Start of Extracted records

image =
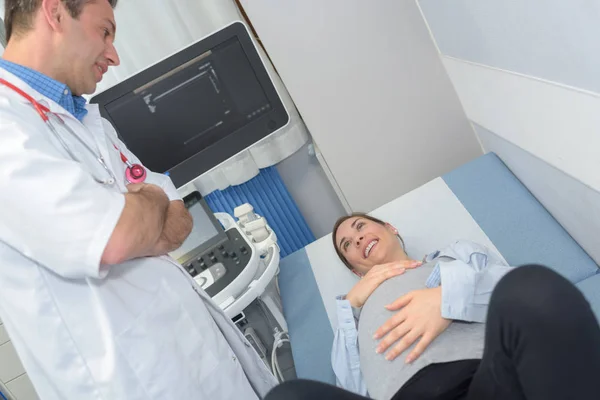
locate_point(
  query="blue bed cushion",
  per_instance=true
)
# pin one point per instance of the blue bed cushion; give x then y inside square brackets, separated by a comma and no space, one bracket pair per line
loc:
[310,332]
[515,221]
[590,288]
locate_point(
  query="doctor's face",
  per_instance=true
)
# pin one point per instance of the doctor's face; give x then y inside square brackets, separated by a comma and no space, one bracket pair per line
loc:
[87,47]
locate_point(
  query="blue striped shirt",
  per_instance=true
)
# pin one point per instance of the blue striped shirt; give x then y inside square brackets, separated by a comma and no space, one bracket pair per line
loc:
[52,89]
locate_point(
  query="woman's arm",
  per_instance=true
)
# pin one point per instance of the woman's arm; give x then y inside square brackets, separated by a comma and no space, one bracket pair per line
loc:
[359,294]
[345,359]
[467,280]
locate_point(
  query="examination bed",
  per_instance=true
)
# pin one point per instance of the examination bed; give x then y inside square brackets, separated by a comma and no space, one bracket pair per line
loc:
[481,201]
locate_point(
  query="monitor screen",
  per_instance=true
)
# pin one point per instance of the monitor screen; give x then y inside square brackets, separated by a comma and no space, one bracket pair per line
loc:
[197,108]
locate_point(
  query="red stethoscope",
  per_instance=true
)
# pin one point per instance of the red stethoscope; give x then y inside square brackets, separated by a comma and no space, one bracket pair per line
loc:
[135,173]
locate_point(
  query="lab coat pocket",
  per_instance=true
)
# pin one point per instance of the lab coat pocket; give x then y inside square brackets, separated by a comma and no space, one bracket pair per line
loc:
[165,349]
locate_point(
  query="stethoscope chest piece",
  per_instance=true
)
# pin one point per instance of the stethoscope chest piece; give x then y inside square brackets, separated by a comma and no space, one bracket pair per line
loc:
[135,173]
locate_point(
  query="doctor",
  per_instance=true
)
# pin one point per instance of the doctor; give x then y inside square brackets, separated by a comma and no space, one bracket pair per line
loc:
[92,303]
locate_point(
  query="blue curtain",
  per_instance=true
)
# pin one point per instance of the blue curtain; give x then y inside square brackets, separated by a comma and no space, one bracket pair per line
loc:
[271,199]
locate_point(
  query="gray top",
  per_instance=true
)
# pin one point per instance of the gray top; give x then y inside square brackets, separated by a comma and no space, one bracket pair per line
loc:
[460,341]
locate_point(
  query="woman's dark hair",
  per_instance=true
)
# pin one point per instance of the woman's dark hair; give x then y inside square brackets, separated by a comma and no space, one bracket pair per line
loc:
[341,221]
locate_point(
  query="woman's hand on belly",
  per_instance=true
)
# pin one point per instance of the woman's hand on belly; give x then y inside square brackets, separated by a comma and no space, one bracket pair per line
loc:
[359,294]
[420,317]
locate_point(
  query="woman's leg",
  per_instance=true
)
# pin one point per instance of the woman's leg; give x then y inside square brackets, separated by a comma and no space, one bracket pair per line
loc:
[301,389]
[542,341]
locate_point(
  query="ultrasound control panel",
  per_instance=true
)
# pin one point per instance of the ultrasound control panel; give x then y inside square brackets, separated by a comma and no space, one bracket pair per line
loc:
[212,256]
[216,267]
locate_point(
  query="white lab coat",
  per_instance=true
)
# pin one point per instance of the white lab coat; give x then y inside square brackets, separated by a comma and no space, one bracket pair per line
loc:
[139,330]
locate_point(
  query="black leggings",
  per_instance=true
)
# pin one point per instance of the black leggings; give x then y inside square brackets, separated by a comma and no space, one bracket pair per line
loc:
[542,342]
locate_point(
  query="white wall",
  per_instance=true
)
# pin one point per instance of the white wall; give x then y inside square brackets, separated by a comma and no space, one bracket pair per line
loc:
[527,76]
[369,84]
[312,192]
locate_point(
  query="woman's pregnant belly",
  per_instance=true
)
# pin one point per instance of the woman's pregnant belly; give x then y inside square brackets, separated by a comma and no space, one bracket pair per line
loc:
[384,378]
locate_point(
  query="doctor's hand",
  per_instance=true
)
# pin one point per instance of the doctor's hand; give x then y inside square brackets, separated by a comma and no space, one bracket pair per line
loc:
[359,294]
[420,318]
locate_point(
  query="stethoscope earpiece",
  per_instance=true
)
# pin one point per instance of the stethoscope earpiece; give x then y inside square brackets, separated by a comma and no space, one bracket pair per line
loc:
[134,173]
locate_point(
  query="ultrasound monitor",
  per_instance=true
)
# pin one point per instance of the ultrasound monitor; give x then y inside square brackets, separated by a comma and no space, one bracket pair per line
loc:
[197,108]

End of Extracted records

_Exercise details_: Transcribe the listing above verbatim. Omit the pictures.

_Solved exercise_:
image =
locate_point(
  query="blue bed cushion",
  per_instance=true
)
# pin one point per instance of the blue bed cushion; give x then y inside square brackets, separated by a comma and no space, one bracket pair per line
loc:
[310,332]
[515,221]
[590,288]
locate_point(
  query="doctor's face",
  per_instance=true
)
# pin one point per instance of the doctor's face; give x then y inside square brackets, separated by a comma and no space, one bracket pair per line
loc:
[87,47]
locate_point(
  query="blue striped shirt",
  per_instance=true
)
# pin one point per instance of the blue striped shirt; give x then y inside square brackets, separated by a comma and no space, one bracket pair per line
loc:
[52,89]
locate_point(
  query="woman's arm",
  per_instance=true
)
# pin one point per instance of the woman's arm; give x then y inside square brackets, separated by a comma and no space, one bracket pair per line
loc:
[359,294]
[345,359]
[467,280]
locate_point(
  query="examination bed",
  per_instance=true
)
# pin one point per instance of the examination bed; give x then y inside square brackets, separated by a comma and no space, one bracket pair per line
loc:
[481,201]
locate_point(
  query="monitor screen",
  per_instance=true
)
# pin one point per instance of the monitor screen; give x then y inside square brackets, separated by a comma and no space, one bracket pair per line
loc:
[197,108]
locate_point(
  query="red stethoscope",
  per_instance=true
)
# pin one point per instance of the red stethoscope; give x then y inside square brackets, separated by a comma and no space, one bracket pair per line
loc:
[135,173]
locate_point(
  query="lab coat pocket",
  per_instance=true
)
# pin one point per instance of the lab coat pocket; give x then y inside square brackets, separated by a comma and no space, one bracket pair per line
loc:
[165,349]
locate_point(
  query="stethoscope chest piece",
  per_instance=true
)
# pin one point per instance of the stethoscope chest piece; give x then y inside square brackets, separated by a comma and no space, one bracket pair per line
loc:
[135,173]
locate_point(
  query="doctor",
  per_instance=true
)
# pin one point per instance of the doctor; give x then y inside square brackets, separated by a comma and no space, one bracket pair per line
loc:
[92,303]
locate_point(
  query="blue curtain",
  per_instance=true
)
# pin one point per instance of the blue curtain; give x then y inside square brackets, separated by a comma and no space, one bracket pair per line
loc:
[271,199]
locate_point(
  query="gray top",
  per_instance=true
)
# pin one point per instance of the gray top; give x then y inside square brackets, separated by a comma and no space, one bracket pair per line
loc:
[460,341]
locate_point(
  query="woman's dark hair",
  per_instance=true
)
# pin one point per instance of the woman's dark hair; give x then y inside square brackets, separated by a comma and no space, one bracket pair per line
loc:
[341,221]
locate_point(
  query="woman's hand on belly",
  per_instance=true
)
# pin one point per instance of the woman's hand on belly; give x then y inside square brackets, separated by a comma and no space, one bracket pair per line
loc:
[359,294]
[420,317]
locate_point(
  query="woman's leg",
  per_instance=true
)
# pin one point per instance of the woman's leg; give x then y inside square brackets, separated by a comma and no space, one bracket pair per line
loc:
[301,389]
[542,341]
locate_point(
  query="ultrasound control panel",
  per_instance=true
)
# pin one point per instance of the ultrasound control panel; give x then y inside square brackets, separated by a comma and no space, one bracket pair per line
loc:
[212,256]
[216,267]
locate_point(
  query="white lab coat",
  per_instance=true
)
# pin one point per instance of the white lab coat; give x then y inside square brackets, separated by a comma and no space, one bracket pair per line
loc:
[139,330]
locate_point(
  query="black leggings",
  per_instance=true
)
# pin one point per instance of the black leggings; give x then y inside square brackets, separated by a comma and no space, one bracket pair per line
loc:
[542,342]
locate_point(
  query="white wall",
  per_instance=true
)
# pin one point per instance of the white wall; give x then y inside square brackets, separated by a comma and no space, one bracket pair per line
loc:
[527,76]
[369,84]
[312,192]
locate_point(
  query="woman's pregnant belly",
  per_instance=true
)
# pin one point per instance of the woman's pregnant belly; give x then y inside square brackets, separated by a comma and no space, one bracket pair per line
loc:
[384,378]
locate_point(
  query="doctor's hand",
  per_instance=true
)
# pin one point per instance of the doctor's hand; give x then y inside square brackets, separated by a comma and no space, one bracket pair per line
loc:
[359,294]
[420,318]
locate_point(
  query="stethoscope earpiece",
  per_instance=true
)
# pin one point per instance of the stethoscope earpiece; give x then y inside square brackets, separated by a comma and no space, one bracket pair per line
loc:
[134,173]
locate_point(
  query="ultrasound monitor",
  per_instance=true
)
# pin one point per instance of the ultrasound monitor; give x then y inside square brackets, separated by a comma and no space, one bracket pair per line
loc:
[197,108]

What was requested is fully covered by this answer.